Document passage »
::::::::::

I had a customer come in with a late 90s or 2000 3500 hd box truck with no fuel guage. This truck had the pump that pumped fuel from the rear tank to the front. Theres a module that controls everything behind the cab ner the lh rail. Its a small plastic box. Replaced it and everything worked.


----------



## RichG53 (Sep 16, 2008)

MickiRig1;1245255 said:


> The other end of the ground is under the hood. Might clean and protect with dielectric grease every black wire connected to the body, engine or frame. This can correct or prevent many problems.


Under the hood where ????


----------



## JTVLandscaping (Jan 1, 2010)

My '99 with a single tank had a problem with the guage. The gauge stopped working, I always assumed it was the sending unit. Then the fuel pump went and I replaced the whole unit and that corrected the problem. I never worried much about the gauge since I just always made sure the tank was full. All I know about it is the problem was in the tank.


----------



## MickiRig1 (Dec 5, 2003)

::::::::::

Material »

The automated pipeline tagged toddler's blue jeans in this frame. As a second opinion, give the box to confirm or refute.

::::::::::

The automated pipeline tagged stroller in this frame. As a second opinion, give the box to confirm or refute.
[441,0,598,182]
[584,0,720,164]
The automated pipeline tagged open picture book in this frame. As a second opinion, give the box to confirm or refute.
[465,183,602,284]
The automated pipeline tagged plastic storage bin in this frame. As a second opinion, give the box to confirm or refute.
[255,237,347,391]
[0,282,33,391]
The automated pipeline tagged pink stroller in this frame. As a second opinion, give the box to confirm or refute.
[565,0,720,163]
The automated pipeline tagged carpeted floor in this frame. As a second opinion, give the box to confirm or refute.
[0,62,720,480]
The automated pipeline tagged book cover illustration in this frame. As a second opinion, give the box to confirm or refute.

::::::::::

Written tasks »
1) In the forum thread about the truck fuel gauge, what fixed the gauge on the '99 truck with a single tank?
2) From the fuel gauge thread, extract the passage starting at "## RichG53 (Sep" and ending at "prevent many problems.".
3) Extend the forum thread about the truck fuel gauge from the point where it stops.
The entries play no part in the work here.

Expected answers »
1) Replacing the whole fuel pump unit after the pump failed corrected the problem.

2)
## RichG53 (Sep 16, 2008)

MickiRig1;1245255 said:


> The other end of the ground is under the hood. Might clean and protect with dielectric grease every black wire connected to the body, engine or frame. This can correct or prevent many problems.

3)
The wire harness runs down the left side of the truck. Under the hood the ground will be bolted or screwed on that side under the hood. Black wires attached to the engine or fender is what you clean up and dielectric grease. Even if it's not the problem at-least you know that part is good. You should check and protect all the ground wires every season. It prevents many problems.


----------



## RichG53 (Sep 16, 2008)

MickRig 1;1260067 said:


> The wire harness runs down the left side of the truck. Under the hood the ground will be bolted or screwed on that side under the hood. Black wires attached to the engine or fender is what you clean up and dielectric grease. Even if it's not the problem at-least you know that part is good. You should check and protect all the ground wires every season. It prevents many problems.


Do you maybe mean Frame instead of fender ???

I would still like a better description of what wires to look for at the tank (ground)..
There are several there and rather tight..

Mine works just not right after a fill up or sporadically ( driving full tank ) some times goes to empty then bounces back to where it was but does not always do that..
Also if tank is full when first starting it will read empty until restart or shack trk a little..
It seems that after some gas is used it does not react that way..

So I am a puzzled..


----------



## MickiRig1 (Dec 5, 2003)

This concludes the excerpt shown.